> **GOAL**
Reproduce the records below word for word, leaving out the pictures.

> **EXCERPTED RECORDS**

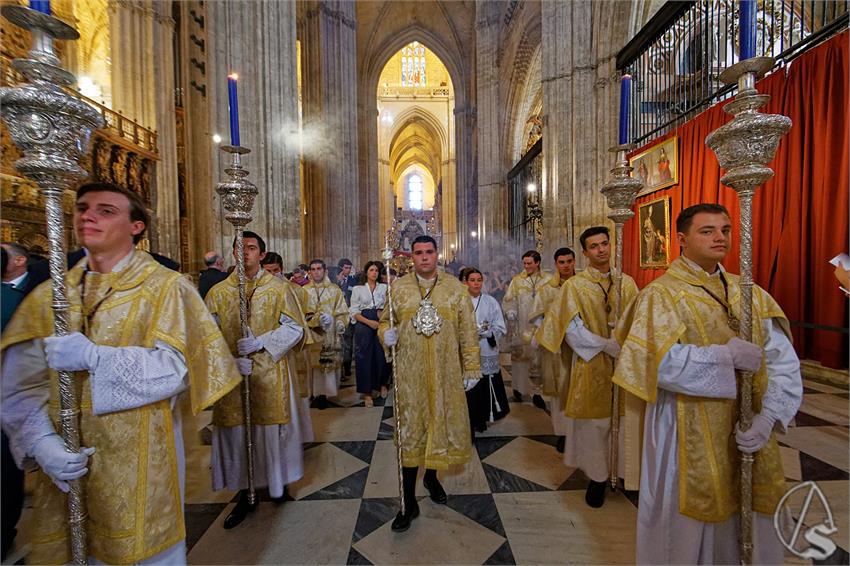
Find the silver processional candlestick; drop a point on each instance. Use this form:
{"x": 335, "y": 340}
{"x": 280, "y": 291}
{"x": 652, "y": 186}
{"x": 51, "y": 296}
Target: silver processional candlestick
{"x": 237, "y": 198}
{"x": 620, "y": 192}
{"x": 744, "y": 147}
{"x": 53, "y": 128}
{"x": 391, "y": 244}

> **FINISHED TASK**
Find the silver processional candlestick; drop a point on each instance. Use this form:
{"x": 335, "y": 340}
{"x": 280, "y": 291}
{"x": 652, "y": 186}
{"x": 51, "y": 296}
Target: silver processional candlestick
{"x": 237, "y": 198}
{"x": 620, "y": 192}
{"x": 744, "y": 147}
{"x": 53, "y": 128}
{"x": 391, "y": 244}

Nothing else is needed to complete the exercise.